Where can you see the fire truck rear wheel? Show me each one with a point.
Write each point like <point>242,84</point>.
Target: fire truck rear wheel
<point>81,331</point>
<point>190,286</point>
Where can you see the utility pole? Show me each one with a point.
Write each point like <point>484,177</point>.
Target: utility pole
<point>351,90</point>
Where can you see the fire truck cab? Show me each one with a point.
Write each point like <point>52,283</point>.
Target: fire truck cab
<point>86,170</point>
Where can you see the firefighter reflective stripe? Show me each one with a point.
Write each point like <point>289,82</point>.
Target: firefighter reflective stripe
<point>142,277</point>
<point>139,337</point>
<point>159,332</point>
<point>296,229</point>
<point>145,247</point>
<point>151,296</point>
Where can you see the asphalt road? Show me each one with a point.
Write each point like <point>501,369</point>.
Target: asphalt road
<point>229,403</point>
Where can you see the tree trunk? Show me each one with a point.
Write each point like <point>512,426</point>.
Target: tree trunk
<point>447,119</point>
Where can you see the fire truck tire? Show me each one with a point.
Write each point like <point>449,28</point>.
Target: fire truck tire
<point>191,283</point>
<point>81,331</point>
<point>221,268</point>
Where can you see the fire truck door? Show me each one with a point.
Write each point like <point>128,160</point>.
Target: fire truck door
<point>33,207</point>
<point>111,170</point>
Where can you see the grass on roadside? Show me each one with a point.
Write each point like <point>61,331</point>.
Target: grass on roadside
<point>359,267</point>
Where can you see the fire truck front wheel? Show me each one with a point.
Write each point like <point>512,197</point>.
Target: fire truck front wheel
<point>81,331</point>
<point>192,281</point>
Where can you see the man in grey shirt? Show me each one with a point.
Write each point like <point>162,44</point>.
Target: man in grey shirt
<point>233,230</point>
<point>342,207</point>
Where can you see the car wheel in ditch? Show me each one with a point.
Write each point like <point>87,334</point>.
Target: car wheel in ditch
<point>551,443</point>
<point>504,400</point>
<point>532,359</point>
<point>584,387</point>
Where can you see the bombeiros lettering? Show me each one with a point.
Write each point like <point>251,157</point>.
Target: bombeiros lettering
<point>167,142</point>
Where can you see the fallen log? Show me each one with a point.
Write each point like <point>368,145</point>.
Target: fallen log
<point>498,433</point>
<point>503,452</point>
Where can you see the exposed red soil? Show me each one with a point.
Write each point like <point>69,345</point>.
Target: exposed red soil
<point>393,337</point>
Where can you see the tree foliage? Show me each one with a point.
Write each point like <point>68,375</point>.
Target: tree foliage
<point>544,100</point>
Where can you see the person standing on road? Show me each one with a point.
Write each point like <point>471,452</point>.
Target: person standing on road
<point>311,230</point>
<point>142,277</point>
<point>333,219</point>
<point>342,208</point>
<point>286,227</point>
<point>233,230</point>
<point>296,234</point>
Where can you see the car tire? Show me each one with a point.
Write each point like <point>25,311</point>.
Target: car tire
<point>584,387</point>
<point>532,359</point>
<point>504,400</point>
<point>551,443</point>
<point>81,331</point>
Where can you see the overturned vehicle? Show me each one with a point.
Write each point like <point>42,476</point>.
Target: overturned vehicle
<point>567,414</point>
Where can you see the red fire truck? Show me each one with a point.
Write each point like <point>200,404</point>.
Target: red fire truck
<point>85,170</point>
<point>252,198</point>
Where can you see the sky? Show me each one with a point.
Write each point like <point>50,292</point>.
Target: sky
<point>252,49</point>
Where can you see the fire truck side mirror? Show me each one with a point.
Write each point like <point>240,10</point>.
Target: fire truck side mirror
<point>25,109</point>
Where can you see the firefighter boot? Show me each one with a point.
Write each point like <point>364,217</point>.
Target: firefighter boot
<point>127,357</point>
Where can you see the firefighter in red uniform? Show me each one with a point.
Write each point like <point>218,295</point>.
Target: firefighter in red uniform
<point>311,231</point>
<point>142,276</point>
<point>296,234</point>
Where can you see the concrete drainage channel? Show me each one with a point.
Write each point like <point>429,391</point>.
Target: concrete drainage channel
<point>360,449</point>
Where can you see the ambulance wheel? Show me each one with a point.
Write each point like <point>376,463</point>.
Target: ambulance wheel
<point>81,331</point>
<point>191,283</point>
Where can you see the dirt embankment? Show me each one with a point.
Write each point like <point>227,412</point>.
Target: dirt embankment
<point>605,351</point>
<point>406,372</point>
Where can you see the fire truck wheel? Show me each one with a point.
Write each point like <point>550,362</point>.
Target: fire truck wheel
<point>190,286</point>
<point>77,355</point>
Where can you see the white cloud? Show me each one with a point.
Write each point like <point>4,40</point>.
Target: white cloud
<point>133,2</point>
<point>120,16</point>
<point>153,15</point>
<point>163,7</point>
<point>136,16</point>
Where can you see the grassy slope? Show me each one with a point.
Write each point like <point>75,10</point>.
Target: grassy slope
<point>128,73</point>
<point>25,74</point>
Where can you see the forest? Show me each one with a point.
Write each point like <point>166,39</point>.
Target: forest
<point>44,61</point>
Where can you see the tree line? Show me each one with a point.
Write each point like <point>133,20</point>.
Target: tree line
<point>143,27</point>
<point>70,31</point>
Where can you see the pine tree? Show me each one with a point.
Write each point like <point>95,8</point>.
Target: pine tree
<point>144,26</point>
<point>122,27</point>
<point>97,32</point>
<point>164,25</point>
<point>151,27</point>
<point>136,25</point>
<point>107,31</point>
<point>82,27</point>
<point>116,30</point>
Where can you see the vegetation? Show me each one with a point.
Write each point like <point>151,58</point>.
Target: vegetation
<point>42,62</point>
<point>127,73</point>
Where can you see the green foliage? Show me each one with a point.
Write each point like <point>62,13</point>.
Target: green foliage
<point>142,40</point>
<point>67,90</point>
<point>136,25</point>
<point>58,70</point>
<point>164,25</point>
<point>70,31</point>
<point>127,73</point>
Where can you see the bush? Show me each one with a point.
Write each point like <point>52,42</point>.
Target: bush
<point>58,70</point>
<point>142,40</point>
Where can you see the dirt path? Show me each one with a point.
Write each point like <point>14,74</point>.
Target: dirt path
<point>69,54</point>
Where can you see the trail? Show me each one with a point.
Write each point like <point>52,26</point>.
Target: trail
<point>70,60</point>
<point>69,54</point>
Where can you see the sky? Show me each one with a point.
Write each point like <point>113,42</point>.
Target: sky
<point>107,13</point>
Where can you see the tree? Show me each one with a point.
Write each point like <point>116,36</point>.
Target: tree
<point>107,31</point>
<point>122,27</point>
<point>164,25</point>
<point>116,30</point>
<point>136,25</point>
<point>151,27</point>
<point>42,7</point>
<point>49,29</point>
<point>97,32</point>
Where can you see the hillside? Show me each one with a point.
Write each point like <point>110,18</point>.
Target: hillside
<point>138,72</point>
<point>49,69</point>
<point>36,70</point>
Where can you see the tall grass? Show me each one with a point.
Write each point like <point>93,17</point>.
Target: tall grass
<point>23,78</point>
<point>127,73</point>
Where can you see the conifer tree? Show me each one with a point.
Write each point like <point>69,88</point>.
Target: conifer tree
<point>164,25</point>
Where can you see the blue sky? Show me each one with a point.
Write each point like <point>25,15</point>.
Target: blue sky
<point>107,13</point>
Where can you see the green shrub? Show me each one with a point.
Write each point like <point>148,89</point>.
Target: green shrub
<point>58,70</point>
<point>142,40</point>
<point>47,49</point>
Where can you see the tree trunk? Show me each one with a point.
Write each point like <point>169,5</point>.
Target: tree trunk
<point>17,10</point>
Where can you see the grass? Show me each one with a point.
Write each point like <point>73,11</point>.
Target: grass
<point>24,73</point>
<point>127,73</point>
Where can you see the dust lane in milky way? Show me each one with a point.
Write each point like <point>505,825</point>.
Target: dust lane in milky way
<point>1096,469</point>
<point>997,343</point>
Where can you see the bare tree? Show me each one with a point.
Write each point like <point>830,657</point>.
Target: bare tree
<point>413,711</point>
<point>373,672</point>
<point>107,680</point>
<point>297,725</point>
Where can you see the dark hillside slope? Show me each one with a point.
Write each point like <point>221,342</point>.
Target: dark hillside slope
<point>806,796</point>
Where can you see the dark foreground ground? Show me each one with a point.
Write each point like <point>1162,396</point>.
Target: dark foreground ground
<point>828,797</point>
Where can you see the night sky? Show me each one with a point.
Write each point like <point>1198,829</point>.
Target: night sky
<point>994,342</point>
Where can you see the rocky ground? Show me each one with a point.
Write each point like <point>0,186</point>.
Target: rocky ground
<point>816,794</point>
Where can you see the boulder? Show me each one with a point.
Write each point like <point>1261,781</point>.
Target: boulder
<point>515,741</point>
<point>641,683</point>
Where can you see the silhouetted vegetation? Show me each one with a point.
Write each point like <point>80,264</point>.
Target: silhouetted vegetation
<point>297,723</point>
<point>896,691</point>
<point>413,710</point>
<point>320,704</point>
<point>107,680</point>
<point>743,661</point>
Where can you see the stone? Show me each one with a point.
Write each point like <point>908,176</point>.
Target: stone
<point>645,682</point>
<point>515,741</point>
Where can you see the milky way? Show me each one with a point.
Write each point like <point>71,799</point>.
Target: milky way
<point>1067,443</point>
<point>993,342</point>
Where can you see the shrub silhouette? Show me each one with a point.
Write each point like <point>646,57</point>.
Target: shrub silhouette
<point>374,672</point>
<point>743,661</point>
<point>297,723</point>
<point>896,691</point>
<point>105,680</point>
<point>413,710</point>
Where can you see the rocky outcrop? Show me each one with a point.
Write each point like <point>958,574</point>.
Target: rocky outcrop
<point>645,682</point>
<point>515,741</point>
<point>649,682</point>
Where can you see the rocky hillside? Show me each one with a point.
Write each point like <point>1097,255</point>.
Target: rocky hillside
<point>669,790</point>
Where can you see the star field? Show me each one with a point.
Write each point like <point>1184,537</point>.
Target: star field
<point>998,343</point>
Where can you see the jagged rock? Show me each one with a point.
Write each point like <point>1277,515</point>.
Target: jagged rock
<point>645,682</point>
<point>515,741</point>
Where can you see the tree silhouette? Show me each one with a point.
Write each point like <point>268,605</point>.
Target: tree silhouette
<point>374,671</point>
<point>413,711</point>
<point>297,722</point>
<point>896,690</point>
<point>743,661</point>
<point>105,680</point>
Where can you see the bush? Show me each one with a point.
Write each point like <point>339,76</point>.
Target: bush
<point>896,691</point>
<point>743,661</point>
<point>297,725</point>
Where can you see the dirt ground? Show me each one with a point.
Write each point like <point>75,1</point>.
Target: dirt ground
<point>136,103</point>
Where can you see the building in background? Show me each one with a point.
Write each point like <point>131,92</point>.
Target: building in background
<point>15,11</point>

### Requirement
Please put the data from its start through the line containing "<point>351,90</point>", inclusive, into a two-column CSV headed input and output. Give each text with its answer on one row, each in a single quoted field with line breaks replaced by spaces.

### Task response
input,output
"Where can you see the fire truck rear wheel? Show me each one with a point. Write each point like <point>242,84</point>. Target: fire truck rear wheel","<point>81,331</point> <point>190,286</point>"
"Where can you see the utility pole? Show me each one with a point. Write each point like <point>484,177</point>. Target: utility pole","<point>351,90</point>"